[What this task involves] Return every line of the data below that contains the string "segment", matching case exactly.

[Working data]
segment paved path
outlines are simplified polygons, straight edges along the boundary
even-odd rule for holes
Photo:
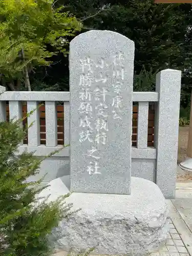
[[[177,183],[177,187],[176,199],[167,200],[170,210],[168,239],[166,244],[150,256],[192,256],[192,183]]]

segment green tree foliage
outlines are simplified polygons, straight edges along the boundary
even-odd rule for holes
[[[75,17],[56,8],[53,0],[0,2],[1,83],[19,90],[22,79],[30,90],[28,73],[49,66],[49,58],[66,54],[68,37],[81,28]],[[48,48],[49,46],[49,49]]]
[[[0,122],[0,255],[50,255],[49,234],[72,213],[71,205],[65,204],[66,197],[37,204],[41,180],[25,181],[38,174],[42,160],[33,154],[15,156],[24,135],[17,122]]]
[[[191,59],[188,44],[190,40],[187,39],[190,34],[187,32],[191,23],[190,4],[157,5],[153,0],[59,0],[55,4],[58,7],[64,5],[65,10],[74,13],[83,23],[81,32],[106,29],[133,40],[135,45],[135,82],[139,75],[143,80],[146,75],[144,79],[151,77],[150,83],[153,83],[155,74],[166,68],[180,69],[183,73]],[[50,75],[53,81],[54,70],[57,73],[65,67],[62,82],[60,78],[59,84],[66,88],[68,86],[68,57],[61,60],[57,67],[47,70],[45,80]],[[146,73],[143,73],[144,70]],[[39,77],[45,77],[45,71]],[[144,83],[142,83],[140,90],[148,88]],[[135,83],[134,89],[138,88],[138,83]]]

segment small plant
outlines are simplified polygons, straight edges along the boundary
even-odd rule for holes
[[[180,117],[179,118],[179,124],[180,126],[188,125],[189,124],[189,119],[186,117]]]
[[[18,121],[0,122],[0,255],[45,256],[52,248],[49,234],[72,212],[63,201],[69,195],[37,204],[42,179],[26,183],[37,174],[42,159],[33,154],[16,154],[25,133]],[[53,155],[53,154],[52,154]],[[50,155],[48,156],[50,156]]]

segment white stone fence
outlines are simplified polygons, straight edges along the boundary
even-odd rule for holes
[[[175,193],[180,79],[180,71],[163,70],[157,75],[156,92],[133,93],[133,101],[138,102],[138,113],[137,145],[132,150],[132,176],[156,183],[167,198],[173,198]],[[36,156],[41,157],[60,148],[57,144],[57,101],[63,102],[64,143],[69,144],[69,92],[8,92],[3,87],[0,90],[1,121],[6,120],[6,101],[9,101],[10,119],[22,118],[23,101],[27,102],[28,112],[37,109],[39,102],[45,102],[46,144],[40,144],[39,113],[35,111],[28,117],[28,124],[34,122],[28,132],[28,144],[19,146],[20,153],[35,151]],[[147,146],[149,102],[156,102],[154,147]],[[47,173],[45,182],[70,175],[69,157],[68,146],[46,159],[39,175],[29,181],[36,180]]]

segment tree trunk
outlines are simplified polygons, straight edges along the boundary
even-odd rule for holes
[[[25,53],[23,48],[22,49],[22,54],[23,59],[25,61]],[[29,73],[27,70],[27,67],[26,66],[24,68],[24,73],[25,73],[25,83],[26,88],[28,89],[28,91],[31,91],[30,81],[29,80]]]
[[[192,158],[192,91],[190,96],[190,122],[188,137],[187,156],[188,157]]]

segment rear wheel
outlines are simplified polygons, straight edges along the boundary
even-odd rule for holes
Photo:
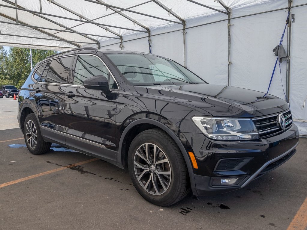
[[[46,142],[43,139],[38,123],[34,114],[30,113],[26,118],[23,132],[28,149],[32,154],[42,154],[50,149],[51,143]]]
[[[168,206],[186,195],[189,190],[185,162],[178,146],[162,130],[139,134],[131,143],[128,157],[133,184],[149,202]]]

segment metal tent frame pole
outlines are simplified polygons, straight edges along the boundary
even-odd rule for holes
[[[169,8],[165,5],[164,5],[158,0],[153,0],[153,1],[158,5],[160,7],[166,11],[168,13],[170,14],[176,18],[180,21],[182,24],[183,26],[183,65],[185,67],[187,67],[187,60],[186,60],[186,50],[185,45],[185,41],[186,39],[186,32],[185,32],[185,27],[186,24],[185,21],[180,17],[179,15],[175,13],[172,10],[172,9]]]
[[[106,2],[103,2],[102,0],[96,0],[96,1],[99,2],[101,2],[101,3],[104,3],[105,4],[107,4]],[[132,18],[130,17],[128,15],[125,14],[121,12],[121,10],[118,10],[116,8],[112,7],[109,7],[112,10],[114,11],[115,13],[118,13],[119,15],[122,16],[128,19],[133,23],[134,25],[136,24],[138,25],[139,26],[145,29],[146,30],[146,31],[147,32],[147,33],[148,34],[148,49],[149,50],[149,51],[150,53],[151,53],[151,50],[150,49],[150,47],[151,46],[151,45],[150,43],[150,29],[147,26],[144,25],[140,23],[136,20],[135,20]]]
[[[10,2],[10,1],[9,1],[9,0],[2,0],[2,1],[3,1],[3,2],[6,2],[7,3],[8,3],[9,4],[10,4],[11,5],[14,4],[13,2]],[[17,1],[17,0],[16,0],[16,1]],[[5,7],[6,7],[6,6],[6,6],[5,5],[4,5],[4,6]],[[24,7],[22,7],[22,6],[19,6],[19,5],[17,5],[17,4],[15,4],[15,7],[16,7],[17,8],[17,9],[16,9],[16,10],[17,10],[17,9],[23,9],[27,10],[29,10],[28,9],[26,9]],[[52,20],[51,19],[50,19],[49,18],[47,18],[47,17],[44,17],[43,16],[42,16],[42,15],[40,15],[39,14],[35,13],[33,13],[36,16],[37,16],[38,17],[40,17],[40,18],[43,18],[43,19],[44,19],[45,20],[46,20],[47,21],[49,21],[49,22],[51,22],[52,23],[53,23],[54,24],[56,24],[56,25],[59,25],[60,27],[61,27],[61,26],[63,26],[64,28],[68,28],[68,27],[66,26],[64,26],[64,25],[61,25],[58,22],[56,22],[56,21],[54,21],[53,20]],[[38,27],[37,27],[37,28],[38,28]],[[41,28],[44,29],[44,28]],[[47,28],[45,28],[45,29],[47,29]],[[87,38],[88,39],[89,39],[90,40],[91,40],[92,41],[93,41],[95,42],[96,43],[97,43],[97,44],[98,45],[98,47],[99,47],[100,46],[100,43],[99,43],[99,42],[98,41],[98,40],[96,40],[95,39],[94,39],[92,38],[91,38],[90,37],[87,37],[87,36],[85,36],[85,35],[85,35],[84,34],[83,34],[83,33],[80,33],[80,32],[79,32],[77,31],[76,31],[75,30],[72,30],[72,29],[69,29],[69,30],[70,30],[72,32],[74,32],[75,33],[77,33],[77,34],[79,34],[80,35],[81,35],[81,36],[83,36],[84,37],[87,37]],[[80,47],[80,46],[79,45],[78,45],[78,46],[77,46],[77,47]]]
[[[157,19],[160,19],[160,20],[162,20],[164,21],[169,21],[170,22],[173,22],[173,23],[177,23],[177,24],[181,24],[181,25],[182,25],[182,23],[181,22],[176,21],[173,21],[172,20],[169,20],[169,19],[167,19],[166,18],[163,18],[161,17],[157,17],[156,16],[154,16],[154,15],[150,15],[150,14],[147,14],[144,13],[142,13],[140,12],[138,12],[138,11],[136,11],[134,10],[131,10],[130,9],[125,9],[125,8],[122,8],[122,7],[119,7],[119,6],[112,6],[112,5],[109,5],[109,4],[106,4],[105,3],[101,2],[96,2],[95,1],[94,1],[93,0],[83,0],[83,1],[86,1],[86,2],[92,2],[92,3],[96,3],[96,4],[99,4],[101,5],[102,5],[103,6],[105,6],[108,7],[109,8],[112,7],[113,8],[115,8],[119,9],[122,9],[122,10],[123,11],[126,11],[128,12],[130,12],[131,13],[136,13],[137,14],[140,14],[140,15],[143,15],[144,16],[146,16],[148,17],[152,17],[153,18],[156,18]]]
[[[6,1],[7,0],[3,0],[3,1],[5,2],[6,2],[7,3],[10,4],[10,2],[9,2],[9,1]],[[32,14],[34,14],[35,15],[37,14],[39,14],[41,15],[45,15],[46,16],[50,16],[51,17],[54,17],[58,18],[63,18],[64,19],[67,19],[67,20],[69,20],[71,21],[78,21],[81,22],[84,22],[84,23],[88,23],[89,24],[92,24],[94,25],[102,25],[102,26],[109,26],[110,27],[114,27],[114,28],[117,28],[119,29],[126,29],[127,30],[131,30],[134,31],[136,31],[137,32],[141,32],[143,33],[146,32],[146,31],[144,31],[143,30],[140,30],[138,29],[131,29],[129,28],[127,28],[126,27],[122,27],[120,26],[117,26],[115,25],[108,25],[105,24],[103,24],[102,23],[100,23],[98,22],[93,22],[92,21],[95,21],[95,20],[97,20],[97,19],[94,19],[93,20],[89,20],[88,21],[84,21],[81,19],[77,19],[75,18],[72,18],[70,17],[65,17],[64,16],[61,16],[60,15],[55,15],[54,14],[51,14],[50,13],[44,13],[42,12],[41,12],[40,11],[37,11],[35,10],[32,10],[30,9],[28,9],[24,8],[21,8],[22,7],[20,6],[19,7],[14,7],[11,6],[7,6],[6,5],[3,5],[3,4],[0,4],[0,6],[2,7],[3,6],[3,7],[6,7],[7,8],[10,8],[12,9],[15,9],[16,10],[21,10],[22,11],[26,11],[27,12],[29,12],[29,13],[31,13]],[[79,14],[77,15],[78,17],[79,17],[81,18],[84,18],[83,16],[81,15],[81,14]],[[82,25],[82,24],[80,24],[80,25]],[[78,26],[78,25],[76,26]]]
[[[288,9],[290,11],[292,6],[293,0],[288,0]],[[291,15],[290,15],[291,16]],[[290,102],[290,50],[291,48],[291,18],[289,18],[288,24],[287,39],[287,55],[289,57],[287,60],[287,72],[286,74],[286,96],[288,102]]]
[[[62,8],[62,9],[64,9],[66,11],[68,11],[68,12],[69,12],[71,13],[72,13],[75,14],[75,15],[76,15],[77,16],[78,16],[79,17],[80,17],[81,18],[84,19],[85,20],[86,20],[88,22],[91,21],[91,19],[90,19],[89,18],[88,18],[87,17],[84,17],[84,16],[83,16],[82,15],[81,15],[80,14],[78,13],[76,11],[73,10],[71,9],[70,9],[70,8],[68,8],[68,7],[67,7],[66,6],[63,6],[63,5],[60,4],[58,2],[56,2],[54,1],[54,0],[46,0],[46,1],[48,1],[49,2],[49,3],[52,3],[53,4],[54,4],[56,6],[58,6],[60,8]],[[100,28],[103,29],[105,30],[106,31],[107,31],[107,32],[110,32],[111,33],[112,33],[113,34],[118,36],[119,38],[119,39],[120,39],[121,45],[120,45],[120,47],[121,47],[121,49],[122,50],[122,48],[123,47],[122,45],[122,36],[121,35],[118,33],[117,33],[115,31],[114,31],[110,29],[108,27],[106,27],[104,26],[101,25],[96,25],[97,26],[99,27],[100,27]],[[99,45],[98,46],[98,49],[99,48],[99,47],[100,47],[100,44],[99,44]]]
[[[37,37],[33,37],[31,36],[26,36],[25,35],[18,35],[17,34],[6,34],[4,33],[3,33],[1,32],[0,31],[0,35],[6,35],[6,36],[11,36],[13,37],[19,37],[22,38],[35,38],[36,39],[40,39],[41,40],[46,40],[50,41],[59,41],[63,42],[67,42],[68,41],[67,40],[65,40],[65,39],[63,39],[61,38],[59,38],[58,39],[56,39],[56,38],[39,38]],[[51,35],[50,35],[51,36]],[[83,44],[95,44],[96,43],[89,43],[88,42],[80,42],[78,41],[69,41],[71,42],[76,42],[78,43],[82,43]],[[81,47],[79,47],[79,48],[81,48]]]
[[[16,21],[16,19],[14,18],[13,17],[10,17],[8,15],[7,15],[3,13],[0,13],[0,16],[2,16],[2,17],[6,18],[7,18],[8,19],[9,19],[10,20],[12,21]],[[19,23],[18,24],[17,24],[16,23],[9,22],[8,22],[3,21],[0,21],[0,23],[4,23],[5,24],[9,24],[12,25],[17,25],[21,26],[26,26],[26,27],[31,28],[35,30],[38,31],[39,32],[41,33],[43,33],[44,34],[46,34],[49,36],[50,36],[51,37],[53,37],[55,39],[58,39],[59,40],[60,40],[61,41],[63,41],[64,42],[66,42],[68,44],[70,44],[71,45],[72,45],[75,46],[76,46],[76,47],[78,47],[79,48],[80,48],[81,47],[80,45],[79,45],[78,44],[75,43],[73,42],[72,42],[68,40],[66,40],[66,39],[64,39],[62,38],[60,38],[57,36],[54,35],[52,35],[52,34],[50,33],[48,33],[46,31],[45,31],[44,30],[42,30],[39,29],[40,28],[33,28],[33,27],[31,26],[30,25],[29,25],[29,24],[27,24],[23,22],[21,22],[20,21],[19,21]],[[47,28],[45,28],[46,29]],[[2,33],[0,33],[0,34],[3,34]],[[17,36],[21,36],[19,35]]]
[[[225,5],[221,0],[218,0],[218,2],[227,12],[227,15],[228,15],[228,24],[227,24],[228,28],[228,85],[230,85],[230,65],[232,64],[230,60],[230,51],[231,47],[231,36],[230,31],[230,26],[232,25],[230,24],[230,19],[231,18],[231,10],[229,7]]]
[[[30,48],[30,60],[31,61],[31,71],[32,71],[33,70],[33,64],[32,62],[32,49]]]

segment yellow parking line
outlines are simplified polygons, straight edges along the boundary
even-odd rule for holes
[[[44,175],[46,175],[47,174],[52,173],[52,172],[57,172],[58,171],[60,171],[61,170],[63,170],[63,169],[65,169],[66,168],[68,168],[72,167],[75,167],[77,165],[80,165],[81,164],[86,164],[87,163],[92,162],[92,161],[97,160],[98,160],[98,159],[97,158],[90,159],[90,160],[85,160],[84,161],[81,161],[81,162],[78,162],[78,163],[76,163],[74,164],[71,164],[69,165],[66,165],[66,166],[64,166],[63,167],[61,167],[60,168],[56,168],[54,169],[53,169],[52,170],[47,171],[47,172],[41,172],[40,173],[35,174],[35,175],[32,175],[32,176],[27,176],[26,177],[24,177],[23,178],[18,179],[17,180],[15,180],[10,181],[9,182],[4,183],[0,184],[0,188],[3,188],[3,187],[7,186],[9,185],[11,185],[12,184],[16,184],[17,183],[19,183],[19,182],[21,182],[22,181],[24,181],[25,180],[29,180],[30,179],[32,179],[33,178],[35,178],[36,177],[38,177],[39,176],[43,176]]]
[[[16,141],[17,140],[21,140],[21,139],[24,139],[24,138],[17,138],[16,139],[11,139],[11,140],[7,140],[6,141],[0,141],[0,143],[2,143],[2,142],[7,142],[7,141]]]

[The output]
segment paved path
segment green tree foliage
segment small plant
segment white stone fence
segment tree trunk
segment rear wheel
segment metal tent frame pole
segment yellow parking line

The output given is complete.